-- Short task --
Print the entries below in their entirety, exactly as they are written.

* start Listed records *

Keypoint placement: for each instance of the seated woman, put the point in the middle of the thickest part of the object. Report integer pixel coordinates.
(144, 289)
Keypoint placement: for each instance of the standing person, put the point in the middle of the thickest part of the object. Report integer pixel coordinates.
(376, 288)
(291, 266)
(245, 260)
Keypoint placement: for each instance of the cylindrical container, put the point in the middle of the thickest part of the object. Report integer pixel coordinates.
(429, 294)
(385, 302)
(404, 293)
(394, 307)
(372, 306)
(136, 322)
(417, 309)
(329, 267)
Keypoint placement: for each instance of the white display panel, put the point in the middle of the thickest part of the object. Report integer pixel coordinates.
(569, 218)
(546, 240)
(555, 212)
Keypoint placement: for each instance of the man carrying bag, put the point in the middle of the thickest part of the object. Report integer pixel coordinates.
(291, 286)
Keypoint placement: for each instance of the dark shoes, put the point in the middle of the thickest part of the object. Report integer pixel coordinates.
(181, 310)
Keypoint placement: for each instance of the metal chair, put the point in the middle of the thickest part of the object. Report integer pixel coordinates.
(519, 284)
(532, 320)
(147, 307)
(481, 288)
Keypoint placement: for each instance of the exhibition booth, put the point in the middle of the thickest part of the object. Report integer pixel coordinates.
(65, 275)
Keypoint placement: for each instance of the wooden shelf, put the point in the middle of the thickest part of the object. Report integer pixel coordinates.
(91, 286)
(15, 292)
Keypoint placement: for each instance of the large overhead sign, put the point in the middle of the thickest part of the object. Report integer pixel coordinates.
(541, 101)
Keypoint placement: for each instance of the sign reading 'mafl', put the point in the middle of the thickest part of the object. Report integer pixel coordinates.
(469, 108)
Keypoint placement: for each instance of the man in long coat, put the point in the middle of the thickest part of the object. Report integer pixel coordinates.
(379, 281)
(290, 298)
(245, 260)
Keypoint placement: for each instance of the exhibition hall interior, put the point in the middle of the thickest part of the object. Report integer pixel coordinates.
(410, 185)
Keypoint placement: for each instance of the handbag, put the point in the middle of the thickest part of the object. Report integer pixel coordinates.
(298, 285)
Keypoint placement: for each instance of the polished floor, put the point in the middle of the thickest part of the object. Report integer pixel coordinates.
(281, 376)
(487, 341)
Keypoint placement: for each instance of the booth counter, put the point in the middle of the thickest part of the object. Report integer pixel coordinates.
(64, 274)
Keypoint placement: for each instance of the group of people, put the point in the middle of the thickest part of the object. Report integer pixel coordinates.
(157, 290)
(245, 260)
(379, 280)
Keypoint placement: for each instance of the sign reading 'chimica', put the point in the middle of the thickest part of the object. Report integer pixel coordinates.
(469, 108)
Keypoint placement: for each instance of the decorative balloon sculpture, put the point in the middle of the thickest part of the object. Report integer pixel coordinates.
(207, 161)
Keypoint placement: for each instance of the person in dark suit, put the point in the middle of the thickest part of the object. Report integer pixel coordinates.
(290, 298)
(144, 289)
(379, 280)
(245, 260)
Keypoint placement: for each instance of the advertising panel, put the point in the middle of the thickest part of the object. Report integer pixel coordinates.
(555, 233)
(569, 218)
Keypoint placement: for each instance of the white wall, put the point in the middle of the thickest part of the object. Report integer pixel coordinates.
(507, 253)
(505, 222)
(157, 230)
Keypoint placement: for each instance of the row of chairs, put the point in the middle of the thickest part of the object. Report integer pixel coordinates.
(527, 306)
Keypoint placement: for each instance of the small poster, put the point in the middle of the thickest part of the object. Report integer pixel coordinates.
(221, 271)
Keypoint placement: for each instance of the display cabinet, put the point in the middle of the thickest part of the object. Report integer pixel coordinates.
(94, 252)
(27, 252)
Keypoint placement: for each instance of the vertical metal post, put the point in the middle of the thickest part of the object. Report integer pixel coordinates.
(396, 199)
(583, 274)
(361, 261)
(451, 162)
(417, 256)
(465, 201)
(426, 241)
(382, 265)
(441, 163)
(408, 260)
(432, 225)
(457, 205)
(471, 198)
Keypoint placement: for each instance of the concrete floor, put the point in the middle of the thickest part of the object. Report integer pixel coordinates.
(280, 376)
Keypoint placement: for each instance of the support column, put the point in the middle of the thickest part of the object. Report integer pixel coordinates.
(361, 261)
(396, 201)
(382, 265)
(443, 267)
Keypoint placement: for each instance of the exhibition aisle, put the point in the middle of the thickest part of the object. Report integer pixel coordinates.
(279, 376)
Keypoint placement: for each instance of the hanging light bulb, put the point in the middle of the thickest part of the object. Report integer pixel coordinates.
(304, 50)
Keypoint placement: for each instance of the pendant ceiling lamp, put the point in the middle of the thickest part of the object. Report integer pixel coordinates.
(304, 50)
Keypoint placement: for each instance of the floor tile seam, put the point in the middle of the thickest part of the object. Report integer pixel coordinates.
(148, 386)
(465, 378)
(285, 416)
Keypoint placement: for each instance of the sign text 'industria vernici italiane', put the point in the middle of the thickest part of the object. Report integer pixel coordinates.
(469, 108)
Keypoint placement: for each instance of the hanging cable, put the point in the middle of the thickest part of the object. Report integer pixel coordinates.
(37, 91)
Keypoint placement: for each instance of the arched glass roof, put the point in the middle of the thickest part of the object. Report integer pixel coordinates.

* end Listed records *

-- Response for this exercise --
Keypoint placement: for each instance of the seated woman, put the point in the middle of the thickest part of the object. Report integer pixel coordinates.
(144, 289)
Keypoint placement: for each instance of the standing person, put the point in the middle of the thickest part of the object. Report integer pixel coordinates.
(376, 288)
(291, 266)
(245, 260)
Keypoint placement: for each instance of the cylindrical container, put the point in the middle of the thickest part of the object. Report integer pixel coordinates.
(429, 294)
(385, 302)
(404, 293)
(394, 307)
(372, 306)
(136, 322)
(417, 309)
(329, 267)
Keypoint placement: for each instance of the white display panel, put the point in the middle of the thickest part of the object. Report integer pixel coordinates.
(569, 218)
(546, 240)
(555, 212)
Keypoint placement: for each instance of the man carrying bag, put the point in the middle of the thickest part of the object. Report integer pixel coordinates.
(291, 286)
Keypoint placement: for each instance of the dark shoes, put the point in the middle of the thickest part of the object. Report integer pixel coordinates.
(181, 310)
Keypoint placement: for each instance of the metal chair, put the point in the middle of the thickest part of the object. Report integer pixel coordinates.
(519, 284)
(532, 320)
(147, 307)
(481, 288)
Keypoint placement: for each instance of the exhibition booth, put the point in the middle of the thickest part of the object. Report integer pixel coordinates.
(65, 275)
Keypoint placement: for each instance of the wooden shelf, put the point in the middle of the thickest part of the object. Report integer pixel coordinates.
(91, 286)
(15, 292)
Keypoint placement: for each instance of the large overhead sign, put the point in the middle of the thickest part of the object. Report integer pixel coordinates.
(541, 101)
Keypoint placement: for each instance of the sign reading 'mafl', put the point in the middle of the thickest part of the object. Report integer pixel coordinates.
(469, 108)
Keypoint placement: for each instance of the man in long coat, put the point in the middle of the thickest part of the object. Report integer pixel coordinates.
(379, 281)
(290, 298)
(245, 260)
Keypoint placement: for each instance of the exhibition hall interior, put the point in the middle of the thickest part of the object. Report integer pixel coordinates.
(410, 185)
Keypoint placement: for each instance of the handbag, put the point in the middle of the thickest part of the object. Report integer pixel coordinates.
(298, 285)
Keypoint placement: for each instance of the polished floor, put the point in the middle of the thickest part of the object. Report integer pixel coordinates.
(281, 376)
(487, 341)
Keypoint placement: for each instance of the booth counter, put the point in the middle of the thickest part of the object. Report integer pixel coordinates.
(64, 274)
Keypoint placement: for each instance of the group of people, put the point in the middle of the thickest part of the object. Report integer pixel coordinates.
(157, 290)
(245, 260)
(379, 280)
Keypoint placement: for each instance of the sign reading 'chimica', put the point in the middle of the thickest part of the object. Report integer pixel coordinates.
(469, 108)
Keypoint placement: for each instance of the decorative balloon sculpture, put the point in the middle of the thickest part of the object. Report integer pixel coordinates.
(207, 161)
Keypoint placement: for each instance of the person in dark suit, put the point in the middle of the thickest part of the object. Report integer pixel coordinates.
(290, 298)
(144, 289)
(379, 280)
(245, 260)
Keypoint placement: for each instance of the advertising panel, put the point in the middle of the thickest part of the object. Report integer pixel coordinates.
(555, 233)
(569, 218)
Keypoint placement: for each instance of the white wall, put the point in the middle of the thickest part of the object. Report integer pixel coordinates.
(507, 253)
(505, 222)
(157, 230)
Keypoint placement: for each instance of the row of chairs, put the point in the middle of the thickest part of the object. Report integer pixel coordinates.
(527, 306)
Keypoint placement: for each instance of the small poster, put the point in the middle of the thickest part of the object. Report integer pixel coordinates.
(221, 271)
Keypoint placement: for each instance of the display cabinet, put the point in the middle of the thickest part of the object. Report integer pixel coordinates.
(94, 252)
(27, 252)
Keypoint placement: for each instance of the vertical metal post, put the point in the middle of the thickest part of the object. Report integer pixel coordinates.
(396, 199)
(583, 274)
(361, 261)
(451, 162)
(417, 256)
(465, 201)
(426, 241)
(382, 265)
(441, 163)
(408, 260)
(432, 225)
(457, 205)
(471, 198)
Keypoint placement: for each instance of the concrete floor, put the point in the middle of the thickest part of the object. Report integer pixel coordinates.
(280, 376)
Keypoint placement: for each instance of the support column, put the point in the middle of the thickest part of the object. Report integer pixel coordinates.
(361, 261)
(396, 201)
(382, 265)
(443, 267)
Keypoint placement: for each instance of the exhibition aisle, put the point in the middle of the thickest part of the object. Report integer pixel coordinates.
(279, 376)
Keypoint placement: for each instance of the hanging light bulb, put the point in the middle of the thickest part of the object. Report integer pixel coordinates.
(304, 50)
Keypoint placement: for each instance of the pendant ceiling lamp, put the point in the middle of the thickest part of the object. Report integer pixel coordinates.
(304, 50)
Keypoint placement: for each instance of the floor tile seam, put the point in the middle of the thickest part of the object. Report integer pixel coordinates.
(148, 386)
(465, 378)
(285, 416)
Keypoint placement: for each instance of the sign text 'industria vernici italiane', put the point in the middle of the thickest part of the object. Report integer pixel coordinates.
(469, 108)
Keypoint placement: for each instance of the hanging cable, put the point in the middle of the thickest part of the object. Report integer pixel coordinates.
(37, 91)
Keypoint placement: for each instance of the arched glass roof, put the point in the middle of the thickest part of the object. Report integer pixel coordinates.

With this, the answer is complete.